▶ **PROBLEM TO SOLVE**: The records below must be output exactly, without pictures.

(Stored data entries)
BEGIN

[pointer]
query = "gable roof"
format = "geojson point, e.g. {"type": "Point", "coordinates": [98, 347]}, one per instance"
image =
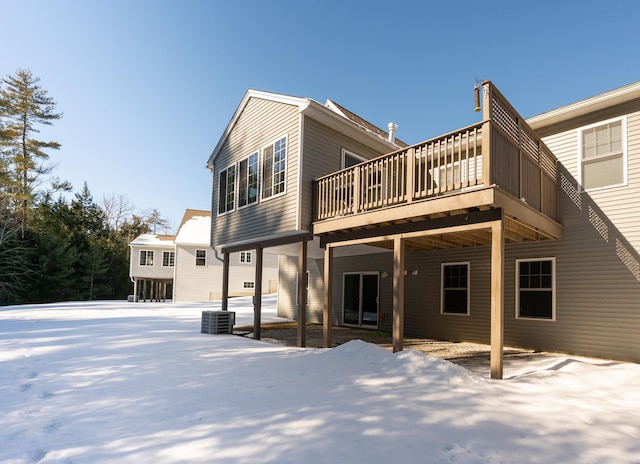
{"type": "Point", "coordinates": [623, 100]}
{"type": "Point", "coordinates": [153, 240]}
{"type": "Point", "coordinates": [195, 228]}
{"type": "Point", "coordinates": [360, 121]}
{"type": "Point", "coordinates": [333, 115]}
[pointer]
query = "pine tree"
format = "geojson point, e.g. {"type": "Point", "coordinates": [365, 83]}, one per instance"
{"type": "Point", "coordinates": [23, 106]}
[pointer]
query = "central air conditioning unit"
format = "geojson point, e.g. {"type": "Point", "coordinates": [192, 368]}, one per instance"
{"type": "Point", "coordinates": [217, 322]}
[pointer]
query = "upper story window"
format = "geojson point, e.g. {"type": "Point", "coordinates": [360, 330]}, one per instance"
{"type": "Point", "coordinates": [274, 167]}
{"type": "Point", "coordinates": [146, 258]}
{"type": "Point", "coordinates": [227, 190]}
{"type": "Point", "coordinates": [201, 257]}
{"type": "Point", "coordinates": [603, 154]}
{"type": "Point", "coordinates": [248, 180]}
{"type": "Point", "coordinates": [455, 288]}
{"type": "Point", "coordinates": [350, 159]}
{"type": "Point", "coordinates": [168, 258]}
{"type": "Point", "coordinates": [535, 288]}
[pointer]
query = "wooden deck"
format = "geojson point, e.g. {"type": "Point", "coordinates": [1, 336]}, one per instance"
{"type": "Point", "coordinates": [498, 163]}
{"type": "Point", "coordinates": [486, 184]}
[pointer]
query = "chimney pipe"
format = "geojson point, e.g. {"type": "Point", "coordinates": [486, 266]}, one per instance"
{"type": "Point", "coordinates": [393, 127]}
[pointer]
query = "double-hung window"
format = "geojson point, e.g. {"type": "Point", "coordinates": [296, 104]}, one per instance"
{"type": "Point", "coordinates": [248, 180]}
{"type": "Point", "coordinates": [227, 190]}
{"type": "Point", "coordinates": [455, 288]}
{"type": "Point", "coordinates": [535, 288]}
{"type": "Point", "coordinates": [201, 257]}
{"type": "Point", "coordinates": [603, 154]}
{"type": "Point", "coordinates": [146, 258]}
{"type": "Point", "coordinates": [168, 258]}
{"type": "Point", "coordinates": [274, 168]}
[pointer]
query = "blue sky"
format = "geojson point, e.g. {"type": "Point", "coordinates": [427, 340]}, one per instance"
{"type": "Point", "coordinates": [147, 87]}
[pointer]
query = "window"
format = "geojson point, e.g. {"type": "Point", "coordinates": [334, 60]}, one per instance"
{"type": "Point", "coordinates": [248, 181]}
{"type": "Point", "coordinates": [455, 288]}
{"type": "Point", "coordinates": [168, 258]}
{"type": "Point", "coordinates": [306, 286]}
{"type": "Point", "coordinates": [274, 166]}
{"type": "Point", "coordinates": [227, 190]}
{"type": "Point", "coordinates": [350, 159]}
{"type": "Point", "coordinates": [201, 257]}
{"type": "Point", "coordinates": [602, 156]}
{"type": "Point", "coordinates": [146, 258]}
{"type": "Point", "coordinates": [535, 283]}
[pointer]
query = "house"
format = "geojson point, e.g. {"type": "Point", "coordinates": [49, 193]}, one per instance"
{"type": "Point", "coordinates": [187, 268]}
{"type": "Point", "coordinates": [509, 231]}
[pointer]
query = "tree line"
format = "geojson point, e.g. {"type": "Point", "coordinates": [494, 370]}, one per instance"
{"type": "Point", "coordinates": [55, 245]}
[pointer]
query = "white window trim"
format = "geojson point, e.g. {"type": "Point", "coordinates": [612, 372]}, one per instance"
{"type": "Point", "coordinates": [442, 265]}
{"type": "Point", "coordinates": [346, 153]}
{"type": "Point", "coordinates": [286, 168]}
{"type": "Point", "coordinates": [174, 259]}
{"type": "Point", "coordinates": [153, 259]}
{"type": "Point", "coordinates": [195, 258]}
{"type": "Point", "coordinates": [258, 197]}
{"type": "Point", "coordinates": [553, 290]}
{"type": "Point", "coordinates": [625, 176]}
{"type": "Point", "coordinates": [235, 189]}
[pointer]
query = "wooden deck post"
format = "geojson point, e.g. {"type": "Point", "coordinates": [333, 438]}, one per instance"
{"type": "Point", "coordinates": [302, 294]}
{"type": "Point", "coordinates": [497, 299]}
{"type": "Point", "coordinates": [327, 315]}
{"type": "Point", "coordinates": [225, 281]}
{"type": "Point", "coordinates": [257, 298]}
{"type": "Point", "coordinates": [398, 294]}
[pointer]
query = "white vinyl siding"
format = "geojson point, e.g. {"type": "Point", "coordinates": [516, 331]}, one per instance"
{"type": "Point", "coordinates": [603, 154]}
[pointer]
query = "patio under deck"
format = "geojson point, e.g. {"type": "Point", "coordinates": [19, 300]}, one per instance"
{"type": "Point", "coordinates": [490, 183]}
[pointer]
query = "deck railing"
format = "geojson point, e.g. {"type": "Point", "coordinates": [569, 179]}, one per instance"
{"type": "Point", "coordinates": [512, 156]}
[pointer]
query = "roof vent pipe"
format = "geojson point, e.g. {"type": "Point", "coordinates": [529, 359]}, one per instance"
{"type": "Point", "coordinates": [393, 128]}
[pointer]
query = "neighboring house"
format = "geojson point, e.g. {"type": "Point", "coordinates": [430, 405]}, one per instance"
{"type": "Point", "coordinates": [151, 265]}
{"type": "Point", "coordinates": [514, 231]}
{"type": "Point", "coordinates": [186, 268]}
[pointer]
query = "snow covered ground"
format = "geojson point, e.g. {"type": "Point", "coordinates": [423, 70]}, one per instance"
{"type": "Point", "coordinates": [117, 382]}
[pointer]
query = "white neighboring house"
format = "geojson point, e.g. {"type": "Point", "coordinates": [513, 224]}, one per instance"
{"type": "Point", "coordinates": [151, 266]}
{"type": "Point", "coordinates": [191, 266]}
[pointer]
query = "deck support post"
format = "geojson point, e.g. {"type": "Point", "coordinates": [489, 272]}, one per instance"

END

▶ **SOLUTION BELOW**:
[pointer]
query = "gable roof"
format = "geojson point, e.g. {"type": "Point", "coordinates": [98, 347]}, one per instance"
image =
{"type": "Point", "coordinates": [623, 100]}
{"type": "Point", "coordinates": [153, 240]}
{"type": "Point", "coordinates": [195, 228]}
{"type": "Point", "coordinates": [360, 121]}
{"type": "Point", "coordinates": [333, 115]}
[pointer]
query = "pine tree"
format = "geojson point, e.g. {"type": "Point", "coordinates": [365, 83]}, one per instance"
{"type": "Point", "coordinates": [23, 106]}
[pointer]
query = "central air conditioning unit"
format = "geojson point, e.g. {"type": "Point", "coordinates": [192, 368]}, one per instance"
{"type": "Point", "coordinates": [217, 322]}
[pointer]
query = "upper story window"
format = "geojson point, e.g. {"type": "Point", "coordinates": [360, 330]}, one per instance"
{"type": "Point", "coordinates": [274, 167]}
{"type": "Point", "coordinates": [146, 258]}
{"type": "Point", "coordinates": [227, 190]}
{"type": "Point", "coordinates": [201, 257]}
{"type": "Point", "coordinates": [603, 154]}
{"type": "Point", "coordinates": [248, 180]}
{"type": "Point", "coordinates": [455, 288]}
{"type": "Point", "coordinates": [350, 159]}
{"type": "Point", "coordinates": [168, 258]}
{"type": "Point", "coordinates": [535, 288]}
[pointer]
query = "wooden deck"
format = "geojson point, e.g. {"type": "Point", "coordinates": [1, 336]}, one per instance"
{"type": "Point", "coordinates": [498, 163]}
{"type": "Point", "coordinates": [486, 184]}
[pointer]
query = "chimney pipe"
format = "geojson point, e.g. {"type": "Point", "coordinates": [486, 266]}, one per instance"
{"type": "Point", "coordinates": [393, 127]}
[pointer]
query = "double-hung window"
format = "geojson point, e.g. {"type": "Point", "coordinates": [296, 104]}, one per instance"
{"type": "Point", "coordinates": [248, 180]}
{"type": "Point", "coordinates": [227, 190]}
{"type": "Point", "coordinates": [455, 288]}
{"type": "Point", "coordinates": [535, 288]}
{"type": "Point", "coordinates": [201, 257]}
{"type": "Point", "coordinates": [603, 154]}
{"type": "Point", "coordinates": [146, 258]}
{"type": "Point", "coordinates": [168, 258]}
{"type": "Point", "coordinates": [274, 168]}
[pointer]
query = "blue sky"
format = "geojson point, e.g. {"type": "Point", "coordinates": [427, 340]}, one per instance"
{"type": "Point", "coordinates": [147, 87]}
[pointer]
query = "window"
format = "geojson point, e.g. {"type": "Point", "coordinates": [334, 60]}, one per instance"
{"type": "Point", "coordinates": [248, 181]}
{"type": "Point", "coordinates": [455, 288]}
{"type": "Point", "coordinates": [168, 258]}
{"type": "Point", "coordinates": [306, 286]}
{"type": "Point", "coordinates": [274, 166]}
{"type": "Point", "coordinates": [227, 190]}
{"type": "Point", "coordinates": [350, 159]}
{"type": "Point", "coordinates": [201, 257]}
{"type": "Point", "coordinates": [602, 156]}
{"type": "Point", "coordinates": [146, 258]}
{"type": "Point", "coordinates": [535, 283]}
[pointer]
query = "house"
format = "geojson point, e.g. {"type": "Point", "coordinates": [49, 193]}, one per instance"
{"type": "Point", "coordinates": [187, 268]}
{"type": "Point", "coordinates": [509, 231]}
[pointer]
query = "tree line"
format = "geojson point, e.g. {"type": "Point", "coordinates": [494, 370]}, one per instance"
{"type": "Point", "coordinates": [55, 245]}
[pointer]
query = "white window trim"
format = "geojson point, e.g. {"type": "Point", "coordinates": [612, 372]}, one per instance"
{"type": "Point", "coordinates": [442, 265]}
{"type": "Point", "coordinates": [346, 153]}
{"type": "Point", "coordinates": [286, 168]}
{"type": "Point", "coordinates": [174, 259]}
{"type": "Point", "coordinates": [153, 259]}
{"type": "Point", "coordinates": [195, 258]}
{"type": "Point", "coordinates": [258, 197]}
{"type": "Point", "coordinates": [553, 290]}
{"type": "Point", "coordinates": [625, 176]}
{"type": "Point", "coordinates": [235, 189]}
[pointer]
query = "wooden deck post"
format = "geojson point, e.g. {"type": "Point", "coordinates": [333, 438]}, one per instance"
{"type": "Point", "coordinates": [302, 294]}
{"type": "Point", "coordinates": [497, 299]}
{"type": "Point", "coordinates": [327, 315]}
{"type": "Point", "coordinates": [225, 281]}
{"type": "Point", "coordinates": [257, 298]}
{"type": "Point", "coordinates": [398, 294]}
[pointer]
query = "white vinyl siding"
format = "geojson point, e.g. {"type": "Point", "coordinates": [516, 331]}, one per instance"
{"type": "Point", "coordinates": [603, 154]}
[pointer]
query = "patio under deck"
format = "geojson point, e.g. {"type": "Point", "coordinates": [19, 300]}, one per instance"
{"type": "Point", "coordinates": [490, 183]}
[pointer]
query = "deck railing"
format = "geojson point, e.g. {"type": "Point", "coordinates": [569, 179]}, one per instance"
{"type": "Point", "coordinates": [512, 156]}
[pointer]
query = "roof vent pipe"
format = "geojson point, e.g. {"type": "Point", "coordinates": [529, 359]}, one per instance"
{"type": "Point", "coordinates": [393, 128]}
[pointer]
query = "neighboring house"
format = "geojson point, e.g. {"type": "Point", "coordinates": [430, 405]}, one per instance"
{"type": "Point", "coordinates": [151, 265]}
{"type": "Point", "coordinates": [514, 231]}
{"type": "Point", "coordinates": [186, 268]}
[pointer]
query = "snow covered ground"
format = "geojson point, e.g. {"type": "Point", "coordinates": [423, 70]}, one per instance"
{"type": "Point", "coordinates": [117, 382]}
[pointer]
query = "white neighboring house"
format = "geojson point, e.g. {"type": "Point", "coordinates": [513, 224]}, one per instance"
{"type": "Point", "coordinates": [151, 266]}
{"type": "Point", "coordinates": [191, 266]}
[pointer]
query = "deck support post"
format = "geojson point, e.g. {"type": "Point", "coordinates": [489, 272]}, one per instance"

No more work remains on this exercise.